Data extracted from a collection:
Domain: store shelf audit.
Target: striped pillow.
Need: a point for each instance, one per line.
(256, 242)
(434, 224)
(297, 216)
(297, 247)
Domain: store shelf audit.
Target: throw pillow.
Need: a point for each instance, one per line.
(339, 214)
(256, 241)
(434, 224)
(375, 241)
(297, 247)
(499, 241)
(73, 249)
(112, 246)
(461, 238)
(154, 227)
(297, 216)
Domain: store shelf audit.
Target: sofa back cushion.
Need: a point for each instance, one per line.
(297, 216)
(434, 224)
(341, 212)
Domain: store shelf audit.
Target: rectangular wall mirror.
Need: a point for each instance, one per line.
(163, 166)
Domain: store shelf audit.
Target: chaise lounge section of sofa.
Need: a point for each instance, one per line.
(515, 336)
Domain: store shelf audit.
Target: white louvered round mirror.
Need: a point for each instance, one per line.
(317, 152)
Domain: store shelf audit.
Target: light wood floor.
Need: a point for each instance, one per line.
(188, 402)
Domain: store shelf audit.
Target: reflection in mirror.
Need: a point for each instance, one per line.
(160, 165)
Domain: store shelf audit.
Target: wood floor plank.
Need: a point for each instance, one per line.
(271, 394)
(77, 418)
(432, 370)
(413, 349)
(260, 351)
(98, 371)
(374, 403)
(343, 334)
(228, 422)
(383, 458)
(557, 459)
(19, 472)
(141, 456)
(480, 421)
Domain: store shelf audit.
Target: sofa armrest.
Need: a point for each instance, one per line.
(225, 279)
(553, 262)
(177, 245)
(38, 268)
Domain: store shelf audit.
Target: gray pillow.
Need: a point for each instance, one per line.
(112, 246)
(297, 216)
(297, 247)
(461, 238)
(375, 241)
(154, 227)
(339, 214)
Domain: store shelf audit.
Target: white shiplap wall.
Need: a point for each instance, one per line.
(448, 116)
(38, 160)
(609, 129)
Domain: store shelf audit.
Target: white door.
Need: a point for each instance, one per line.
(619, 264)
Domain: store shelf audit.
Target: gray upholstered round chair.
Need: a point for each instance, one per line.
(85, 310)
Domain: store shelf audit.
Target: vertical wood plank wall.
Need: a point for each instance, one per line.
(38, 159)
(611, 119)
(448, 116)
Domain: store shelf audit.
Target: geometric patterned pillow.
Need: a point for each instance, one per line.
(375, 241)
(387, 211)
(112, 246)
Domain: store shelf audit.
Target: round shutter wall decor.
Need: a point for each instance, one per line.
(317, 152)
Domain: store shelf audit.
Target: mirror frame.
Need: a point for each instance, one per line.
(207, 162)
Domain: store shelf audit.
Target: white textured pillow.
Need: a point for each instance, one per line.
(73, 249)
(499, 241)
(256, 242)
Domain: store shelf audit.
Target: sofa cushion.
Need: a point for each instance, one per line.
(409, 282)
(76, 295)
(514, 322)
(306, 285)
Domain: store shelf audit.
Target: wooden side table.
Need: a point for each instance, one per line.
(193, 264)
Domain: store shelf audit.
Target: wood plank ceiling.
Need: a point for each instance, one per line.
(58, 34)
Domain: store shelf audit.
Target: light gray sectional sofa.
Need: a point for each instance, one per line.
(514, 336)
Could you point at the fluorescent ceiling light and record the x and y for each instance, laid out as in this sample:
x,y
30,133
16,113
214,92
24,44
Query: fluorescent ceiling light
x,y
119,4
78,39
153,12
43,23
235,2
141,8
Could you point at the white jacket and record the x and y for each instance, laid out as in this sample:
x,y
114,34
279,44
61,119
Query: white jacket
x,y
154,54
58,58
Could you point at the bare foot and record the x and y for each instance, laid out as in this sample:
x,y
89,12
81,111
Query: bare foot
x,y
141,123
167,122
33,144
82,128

What you should do: What is needed is every line of the records that contains the word "plank".

Written solution:
Target: wood floor plank.
Target: vertical wood plank wall.
Target: wood plank ceiling.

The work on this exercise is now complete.